> _STATED EXERCISE_
Reproduce the passage of the climate action article word for word, from "A new book called" up to and including "the book here.)".

What you can do about climate change, today

[Source Images: Terriana/iStock, Swillklitch/iStock]

BY Adele Peters5 minute read

A new book called The Future We Choose lays out two scenarios for the future: what 2050 looks like if the world continues on the current trajectory of emissions—killer heat waves, food riots, filthy air, the disappearance of coral reefs—and what it might look like if we make the radical changes necessary to limit warming to 1.5 degrees Celsius, staving off the worst impacts of climate change. Then it explains what has to happen to succeed on the second path, including how anyone who is overwhelmed by the challenge can take action today, this month, and over the next decade. (You can read an excerpt from the book here.)

[Photo: Knopf]
“It can be hard for us to live through big times of change, but we have the tools and we have the ability to do it,” says Tom Rivett-Carnac, who wrote the book with Christiana Figueres. Together, Figueres and Rivett-Carnac led the negotiations for the successful Paris climate agreement in 2015. “What we wanted to do with this book was to provide people with a sense of what’s at stake, a sense of how they can face it, and a sense of what they can do to be part of this great transition.”

The first step: Choose optimism, even if you’re fighting with despair over the state of disasters that are already unfolding and predictions for the near future, like the looming extinction of 1 million species. “We think that optimism is a decision,” Figueres says. “It’s a choice that we make . . . It’s basically an open attitude that is not a guarantee of success, but that actually opens the possibility towards success. We also understand that the opposite, fatalism, is a guarantee of failure.”

Next, recognize that you have power on a personal level to begin to change larger systems, whether that’s to influence corporations or policy. “The whole global economy is nothing other than the collectivity of individuals,” she says. “We tend to forget that organizations are nothing other than individuals organized around one business model. We think of a huge chasm between the systemic and the individual.”

But, of course, when enough people change, the economy responds. “If a critical mass of individuals change, for example, their diet—and many are, towards plant-based diets—what that actually does is send a very strong market signal to companies that are already answering that demand.” Some of the world’s largest meat companies are now heavily invested in making plant-based meat; if the entire world decided to become vegan, one study estimated that food-related emissions would drop by 70%.

The book presents a clear action plan for readers, beginning with a commitment to make climate your number-one political priority for the next decade, writing to elected officials today to inform them of that choice, and becoming active in local climate groups. (This shift is already happening; Democrats, for example, now rank climate as a key priority. The majority of Americans—6 in 10—now say that they are “alarmed” or “concerned” about climate change, triple the percentage of five years ago.) To reach a tipping point for political change, only a relatively small number of people need to be vocal.

> _RAW RECORDS_

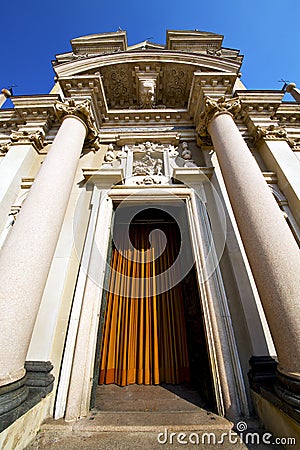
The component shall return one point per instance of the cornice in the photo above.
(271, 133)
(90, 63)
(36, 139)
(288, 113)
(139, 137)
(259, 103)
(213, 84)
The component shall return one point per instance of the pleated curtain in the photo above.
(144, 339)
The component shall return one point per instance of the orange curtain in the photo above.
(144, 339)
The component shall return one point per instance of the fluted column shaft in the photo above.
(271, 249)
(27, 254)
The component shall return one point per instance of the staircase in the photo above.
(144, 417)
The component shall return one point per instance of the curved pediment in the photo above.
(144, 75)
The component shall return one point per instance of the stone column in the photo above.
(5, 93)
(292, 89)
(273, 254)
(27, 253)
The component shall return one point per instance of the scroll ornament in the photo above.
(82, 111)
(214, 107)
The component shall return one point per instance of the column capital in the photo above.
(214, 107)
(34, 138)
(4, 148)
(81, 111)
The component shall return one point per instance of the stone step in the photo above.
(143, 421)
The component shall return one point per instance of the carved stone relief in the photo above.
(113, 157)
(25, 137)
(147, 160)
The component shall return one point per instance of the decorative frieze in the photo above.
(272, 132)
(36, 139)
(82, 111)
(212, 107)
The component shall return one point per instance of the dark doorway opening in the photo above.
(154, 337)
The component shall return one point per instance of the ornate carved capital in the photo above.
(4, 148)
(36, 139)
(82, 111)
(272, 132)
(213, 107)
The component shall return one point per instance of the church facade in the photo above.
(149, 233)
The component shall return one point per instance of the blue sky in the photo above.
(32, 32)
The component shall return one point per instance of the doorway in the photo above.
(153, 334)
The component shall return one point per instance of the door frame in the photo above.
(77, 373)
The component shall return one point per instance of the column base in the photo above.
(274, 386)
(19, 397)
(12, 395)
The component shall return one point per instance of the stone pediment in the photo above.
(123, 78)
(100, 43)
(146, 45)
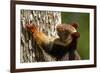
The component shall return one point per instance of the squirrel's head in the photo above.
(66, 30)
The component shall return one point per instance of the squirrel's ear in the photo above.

> _CORRECT OUTPUT_
A new book called The Future We Choose lays out two scenarios for the future: what 2050 looks like if the world continues on the current trajectory of emissions—killer heat waves, food riots, filthy air, the disappearance of coral reefs—and what it might look like if we make the radical changes necessary to limit warming to 1.5 degrees Celsius, staving off the worst impacts of climate change. Then it explains what has to happen to succeed on the second path, including how anyone who is overwhelmed by the challenge can take action today, this month, and over the next decade. (You can read an excerpt from the book here.)